* _Document passage_

_ _ _ _ _

Solicitor’s negligence – Loss – Measure of damages – Appellant buying out minority shareholder – Respondent solicitor changing draft contractual documents – Appellant claiming damages for negligence – High Court finding respondent liable in negligence but awarding limited damages – Appellant challenging quantum – Respondent cross-appealing on liability – Cross-appeal allowed

The appellant company was controlled by A and used as a vehicle to purchase a football club. The respondent firm of solicitors acted on the appellant’s behalf in connection with the acquisition. The club was owned by a father and son (the vendors) but, in order to survive and prosper, it required further funding, which A agreed to provide.

The parties entered into a complicated deal under which, essentially, the appellant and the vendors took 75% and 25% of the shares respectively in a new company (Leisure), while A agreed to provide the funds. The documentation protected the vendors, as minority shareholders, by preventing their shareholding from being diluted without their consent or participation.

The appellant contended that the documentation gave the vendors too much protection. It argued that once it had invested £60m in the club, it should have been free to take more shares so that if the vendors were unable to take or subscribe for shares proportionately, their shareholding would be diluted and most of their protection would disappear. However, the appellant maintained that, owing to the respondent’s negligence, it was not in a position to dilute the vendors’ holding, since the respondent had accidentally altered the drafting and had not pointed out the consequences.

By 2002, the appellant had invested more than £60m and A wanted to inject further funds and to sell the ground. He considered that the vendors were likely to be obstructive and took the view that the documentation, as drafted, entrenched their position. The appellant therefore bought them out for £7.75m and claimed the cost of doing so from the respondent on the ground that that was the cost of putting itself in the position that it should have been in from the outset.

_ _ _ _ _

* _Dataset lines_
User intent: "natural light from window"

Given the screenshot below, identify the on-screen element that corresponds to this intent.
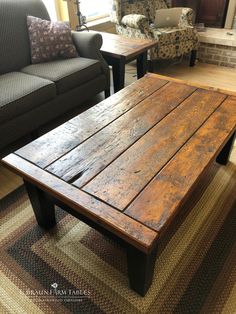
[80,0,110,22]
[43,0,57,21]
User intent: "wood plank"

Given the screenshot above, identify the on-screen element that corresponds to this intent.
[152,72,236,96]
[100,32,157,60]
[46,83,195,187]
[83,89,226,210]
[125,97,236,233]
[2,154,157,252]
[16,75,167,168]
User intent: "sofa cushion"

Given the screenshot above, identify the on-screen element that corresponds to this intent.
[21,57,102,94]
[0,72,56,123]
[27,16,78,63]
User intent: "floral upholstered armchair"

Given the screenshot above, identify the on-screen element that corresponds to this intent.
[111,0,198,66]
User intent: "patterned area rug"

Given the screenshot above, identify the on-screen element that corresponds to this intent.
[0,150,236,314]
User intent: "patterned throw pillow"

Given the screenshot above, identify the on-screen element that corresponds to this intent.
[27,16,78,63]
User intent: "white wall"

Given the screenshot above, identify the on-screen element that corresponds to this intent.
[43,0,57,21]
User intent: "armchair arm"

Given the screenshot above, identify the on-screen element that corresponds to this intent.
[72,31,110,87]
[155,7,194,28]
[121,14,149,31]
[179,8,194,26]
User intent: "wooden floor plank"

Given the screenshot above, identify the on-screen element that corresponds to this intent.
[83,89,226,211]
[2,154,157,252]
[46,83,195,187]
[16,75,167,168]
[125,97,236,233]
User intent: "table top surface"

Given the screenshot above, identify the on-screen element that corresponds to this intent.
[3,74,236,252]
[97,32,157,59]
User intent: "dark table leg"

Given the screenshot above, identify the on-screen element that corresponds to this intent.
[112,58,125,93]
[137,51,147,79]
[24,181,56,229]
[127,242,157,296]
[216,132,236,165]
[189,50,197,67]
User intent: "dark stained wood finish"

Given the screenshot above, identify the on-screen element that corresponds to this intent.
[3,154,157,253]
[46,83,195,187]
[127,243,157,296]
[83,89,226,211]
[97,32,157,92]
[216,133,236,165]
[125,97,236,233]
[24,181,56,229]
[99,32,157,61]
[16,75,168,168]
[2,74,236,295]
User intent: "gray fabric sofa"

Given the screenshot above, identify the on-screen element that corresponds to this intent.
[0,0,110,156]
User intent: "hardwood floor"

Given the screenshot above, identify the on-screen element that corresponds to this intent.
[0,60,236,198]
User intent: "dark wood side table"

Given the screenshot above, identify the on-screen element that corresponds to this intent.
[97,32,157,92]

_ _ _ _ _

* _Task set_
1 – Shorten the paragraph of the case summary that begins "The parties entered into a complicated deal", keeping its main facts.
2 – Reproduce the case summary word for word, starting at "The parties entered" and ending at "consent or participation.".
Rely on the case summary alone.

* _Task responses_
1 – Under the deal, the appellant took 75% and the vendors 25% of the shares in a new company, Leisure, and A agreed to provide the funds. The documents protected the vendors as minority shareholders by stopping their holding from being diluted without their consent or participation.

2 –
The parties entered into a complicated deal under which, essentially, the appellant and the vendors took 75% and 25% of the shares respectively in a new company (Leisure), while A agreed to provide the funds. The documentation protected the vendors, as minority shareholders, by preventing their shareholding from being diluted without their consent or participation.